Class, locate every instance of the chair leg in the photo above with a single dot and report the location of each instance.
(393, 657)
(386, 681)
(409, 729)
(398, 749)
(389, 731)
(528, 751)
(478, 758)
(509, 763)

______

## Problem description
Could you copy the entries above line for line, without changing a single character?

## Response for this exercise
Class, locate every instance of the chair leg in the photo above with a single dot and report the location of each instance.
(393, 657)
(386, 681)
(409, 729)
(398, 749)
(389, 731)
(528, 751)
(478, 758)
(509, 763)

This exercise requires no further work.